> To do:
Without the pictures, restate all of the data below word for word.

> Data:
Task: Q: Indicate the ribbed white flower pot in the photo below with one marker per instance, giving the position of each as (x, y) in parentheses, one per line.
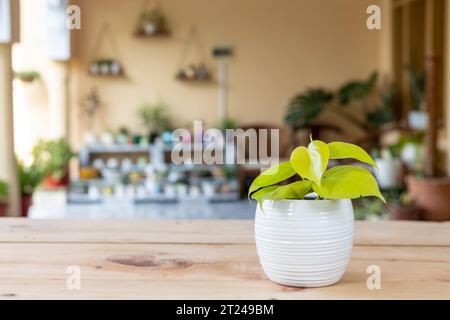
(304, 243)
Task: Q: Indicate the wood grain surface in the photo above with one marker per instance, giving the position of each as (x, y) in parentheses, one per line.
(206, 259)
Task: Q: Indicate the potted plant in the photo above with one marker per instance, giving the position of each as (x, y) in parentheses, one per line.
(155, 119)
(53, 157)
(303, 241)
(30, 177)
(3, 198)
(305, 108)
(152, 22)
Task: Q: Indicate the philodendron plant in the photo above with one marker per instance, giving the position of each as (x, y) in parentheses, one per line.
(311, 164)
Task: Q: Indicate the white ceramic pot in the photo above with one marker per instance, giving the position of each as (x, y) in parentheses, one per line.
(304, 243)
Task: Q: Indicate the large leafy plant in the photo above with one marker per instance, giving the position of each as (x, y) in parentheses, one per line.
(310, 164)
(30, 176)
(305, 108)
(53, 156)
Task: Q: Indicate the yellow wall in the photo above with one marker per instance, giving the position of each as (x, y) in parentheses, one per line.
(281, 46)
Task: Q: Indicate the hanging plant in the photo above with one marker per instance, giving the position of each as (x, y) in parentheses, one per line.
(27, 76)
(151, 23)
(102, 66)
(106, 67)
(193, 71)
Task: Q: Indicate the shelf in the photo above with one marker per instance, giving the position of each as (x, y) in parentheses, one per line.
(130, 148)
(159, 34)
(108, 76)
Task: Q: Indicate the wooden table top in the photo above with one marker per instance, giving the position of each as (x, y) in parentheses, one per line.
(206, 259)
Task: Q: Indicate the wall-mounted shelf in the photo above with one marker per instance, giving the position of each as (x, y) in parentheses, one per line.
(158, 34)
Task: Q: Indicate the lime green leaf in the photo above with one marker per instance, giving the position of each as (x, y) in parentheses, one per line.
(311, 163)
(295, 190)
(272, 176)
(348, 182)
(342, 150)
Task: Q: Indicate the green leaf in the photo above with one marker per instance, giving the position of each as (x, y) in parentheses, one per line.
(342, 150)
(272, 176)
(348, 182)
(311, 163)
(295, 190)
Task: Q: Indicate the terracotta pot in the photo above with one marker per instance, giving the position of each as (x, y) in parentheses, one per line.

> Answer to this problem:
Task: Q: Indicate the ribbed white flower pot in the photo below with one marker per instance, giving the position of each as (x, y) in parentheses, one per line.
(304, 243)
Task: Q: Indicate the wood grain surface in the photo above with one marker per instance, giving the position of each as (x, y) in parentheses, one per line.
(206, 259)
Task: Q: Indicate the potted plant in the photo above with one marker per instance, giving the position of each as (x, y) in parentheses, one per line.
(155, 119)
(53, 157)
(303, 241)
(30, 177)
(3, 198)
(305, 108)
(152, 22)
Task: Q: Indicate the philodendron plant in the photo above with one marker per instance, giving the position of each as (x, y) in parentheses, one per line.
(311, 164)
Task: Q: Indicate the white ceramic pot in the photo above with one marker per instance, giving the position of each as (x, y) in parentheses, one per line.
(304, 243)
Task: Q: Indicate the large leafy plant in the photo above with one marker per instance, giving the position of each as (x, y) in parentheses, one per line.
(310, 164)
(30, 176)
(305, 108)
(53, 156)
Task: Q: Indicate the yellow wall in the photo above with one marker per instance, giving the position of each as (x, y) in parentheses, one per line.
(281, 46)
Task: Q: Indicate the hanging plant in the photo above with one marker per instance, giving the position of each as (x, y) in parentheses, one per line.
(27, 76)
(151, 23)
(102, 66)
(106, 67)
(193, 71)
Task: Q: Indicate the shelf in the photo above with one marker per instance, giving the position of each as (x, y) in parentheses, one per line.
(130, 148)
(159, 34)
(108, 76)
Task: Q: Indicate the wooden table top in the photo above with one marker per instance, giving the position of each as (x, y) in parentheses, one per line.
(206, 259)
Task: Q: Indicate the wall-mounted shelf in the photo above with one marker per instance, giving the position of each as (x, y) in parentheses, one per line.
(158, 34)
Task: Q: Indicate the lime green leaf in the photo above with one marker per instance, giving the position of each as (x, y) in parentheses, one per line.
(311, 163)
(295, 190)
(272, 176)
(348, 182)
(342, 150)
Task: Q: Indicate the green leaf in the photo above with one marker per instance, giving the position of each as (x, y) in parentheses, one per line.
(342, 150)
(272, 176)
(348, 182)
(311, 163)
(295, 190)
Task: Q: Indicate the terracotta pot in the photo above with one marker per instance, giving the position of each as (x, y) in parentheses, one per line.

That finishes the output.